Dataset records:
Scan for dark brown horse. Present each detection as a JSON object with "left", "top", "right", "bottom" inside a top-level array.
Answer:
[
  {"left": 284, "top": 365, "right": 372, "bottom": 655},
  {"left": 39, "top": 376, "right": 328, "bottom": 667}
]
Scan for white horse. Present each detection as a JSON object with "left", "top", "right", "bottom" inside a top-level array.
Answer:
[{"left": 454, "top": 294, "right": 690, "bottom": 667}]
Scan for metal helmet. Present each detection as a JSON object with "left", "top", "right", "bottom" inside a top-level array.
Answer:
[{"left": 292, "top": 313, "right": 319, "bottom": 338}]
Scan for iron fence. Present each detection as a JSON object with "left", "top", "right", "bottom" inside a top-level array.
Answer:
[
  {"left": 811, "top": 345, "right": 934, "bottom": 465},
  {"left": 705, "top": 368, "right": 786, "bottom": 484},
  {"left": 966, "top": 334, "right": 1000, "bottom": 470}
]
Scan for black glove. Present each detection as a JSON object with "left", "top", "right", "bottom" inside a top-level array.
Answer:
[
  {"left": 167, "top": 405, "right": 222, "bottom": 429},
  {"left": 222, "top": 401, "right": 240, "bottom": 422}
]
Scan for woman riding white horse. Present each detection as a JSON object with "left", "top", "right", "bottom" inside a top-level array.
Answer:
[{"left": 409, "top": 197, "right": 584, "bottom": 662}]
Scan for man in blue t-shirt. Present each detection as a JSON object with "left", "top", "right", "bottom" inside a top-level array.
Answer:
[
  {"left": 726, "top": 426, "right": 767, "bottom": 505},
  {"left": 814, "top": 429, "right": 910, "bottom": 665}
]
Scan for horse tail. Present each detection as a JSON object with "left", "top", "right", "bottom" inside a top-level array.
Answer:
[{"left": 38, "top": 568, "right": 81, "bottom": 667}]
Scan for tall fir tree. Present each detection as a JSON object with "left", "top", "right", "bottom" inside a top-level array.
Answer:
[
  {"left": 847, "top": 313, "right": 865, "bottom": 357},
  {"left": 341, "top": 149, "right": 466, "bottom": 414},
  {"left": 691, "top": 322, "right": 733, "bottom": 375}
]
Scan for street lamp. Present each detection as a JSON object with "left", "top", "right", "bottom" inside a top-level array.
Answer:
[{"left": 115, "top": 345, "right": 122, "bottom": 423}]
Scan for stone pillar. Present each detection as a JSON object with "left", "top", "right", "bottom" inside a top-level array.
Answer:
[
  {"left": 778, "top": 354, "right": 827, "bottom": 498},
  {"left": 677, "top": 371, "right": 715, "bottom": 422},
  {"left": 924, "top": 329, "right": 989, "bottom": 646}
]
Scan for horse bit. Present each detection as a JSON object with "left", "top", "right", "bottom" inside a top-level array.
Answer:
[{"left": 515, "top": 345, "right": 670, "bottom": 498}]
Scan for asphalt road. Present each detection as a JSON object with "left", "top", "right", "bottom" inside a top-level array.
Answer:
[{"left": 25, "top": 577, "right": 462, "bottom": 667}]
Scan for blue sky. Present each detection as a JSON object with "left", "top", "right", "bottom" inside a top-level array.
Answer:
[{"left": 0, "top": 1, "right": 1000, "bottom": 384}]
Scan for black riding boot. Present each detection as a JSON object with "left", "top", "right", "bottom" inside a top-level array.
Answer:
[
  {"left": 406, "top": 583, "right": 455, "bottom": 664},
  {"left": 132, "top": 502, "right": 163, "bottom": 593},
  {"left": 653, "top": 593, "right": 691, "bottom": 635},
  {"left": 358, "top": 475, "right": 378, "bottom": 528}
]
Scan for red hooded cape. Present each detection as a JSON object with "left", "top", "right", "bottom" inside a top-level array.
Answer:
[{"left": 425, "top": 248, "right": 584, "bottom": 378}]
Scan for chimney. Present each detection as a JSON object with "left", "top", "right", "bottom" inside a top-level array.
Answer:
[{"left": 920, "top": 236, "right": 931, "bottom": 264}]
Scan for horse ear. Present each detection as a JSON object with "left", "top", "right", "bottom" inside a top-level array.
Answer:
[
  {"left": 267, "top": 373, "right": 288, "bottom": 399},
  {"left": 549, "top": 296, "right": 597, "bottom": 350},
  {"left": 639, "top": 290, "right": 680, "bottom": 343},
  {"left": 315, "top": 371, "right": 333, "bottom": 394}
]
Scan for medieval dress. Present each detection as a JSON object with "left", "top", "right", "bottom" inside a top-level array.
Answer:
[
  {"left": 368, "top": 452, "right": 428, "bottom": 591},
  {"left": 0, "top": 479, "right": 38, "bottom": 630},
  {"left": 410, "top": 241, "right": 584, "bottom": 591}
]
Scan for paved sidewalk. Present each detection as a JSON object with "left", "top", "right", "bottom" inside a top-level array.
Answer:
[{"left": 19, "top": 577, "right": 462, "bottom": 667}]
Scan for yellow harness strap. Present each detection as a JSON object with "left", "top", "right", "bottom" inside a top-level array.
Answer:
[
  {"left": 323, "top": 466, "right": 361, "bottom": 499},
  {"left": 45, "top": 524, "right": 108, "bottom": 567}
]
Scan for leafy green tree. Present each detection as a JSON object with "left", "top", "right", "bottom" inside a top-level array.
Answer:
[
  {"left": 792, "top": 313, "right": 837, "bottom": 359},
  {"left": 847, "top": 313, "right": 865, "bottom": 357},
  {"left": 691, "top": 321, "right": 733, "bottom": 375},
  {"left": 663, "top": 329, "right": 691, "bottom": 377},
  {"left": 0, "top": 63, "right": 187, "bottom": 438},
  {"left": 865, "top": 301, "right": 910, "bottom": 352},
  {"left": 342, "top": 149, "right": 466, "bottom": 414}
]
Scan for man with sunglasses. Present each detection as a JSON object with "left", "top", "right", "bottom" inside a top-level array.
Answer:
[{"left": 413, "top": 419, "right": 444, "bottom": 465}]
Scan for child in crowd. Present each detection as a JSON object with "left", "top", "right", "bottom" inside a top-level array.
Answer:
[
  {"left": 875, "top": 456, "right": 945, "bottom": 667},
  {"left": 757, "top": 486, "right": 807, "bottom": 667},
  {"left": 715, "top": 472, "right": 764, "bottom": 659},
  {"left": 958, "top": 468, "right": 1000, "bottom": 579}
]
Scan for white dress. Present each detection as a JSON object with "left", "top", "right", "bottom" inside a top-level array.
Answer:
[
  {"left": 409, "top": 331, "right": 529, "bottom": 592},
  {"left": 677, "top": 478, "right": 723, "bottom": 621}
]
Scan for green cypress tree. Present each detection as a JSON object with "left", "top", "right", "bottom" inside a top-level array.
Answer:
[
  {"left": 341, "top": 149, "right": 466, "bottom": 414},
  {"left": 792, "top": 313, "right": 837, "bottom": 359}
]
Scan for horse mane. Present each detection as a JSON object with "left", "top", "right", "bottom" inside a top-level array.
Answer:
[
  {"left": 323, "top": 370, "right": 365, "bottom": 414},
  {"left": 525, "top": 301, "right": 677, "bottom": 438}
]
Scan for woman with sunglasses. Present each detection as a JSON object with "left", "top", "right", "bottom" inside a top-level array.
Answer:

• [TASK BRIEF]
List every line of the items above that contains the word "sunglasses", copying each line in full. Matching is case-sensitive.

• [RESPONSE FOR THIS EXERCISE]
Scan for man with sunglasses. Present each detection as a JSON object with "left", "top", "right", "bottom" inside a top-level array.
Scan for woman with sunglasses. Present each detection as a JSON object with "left", "top", "right", "bottom" inside a top-level array.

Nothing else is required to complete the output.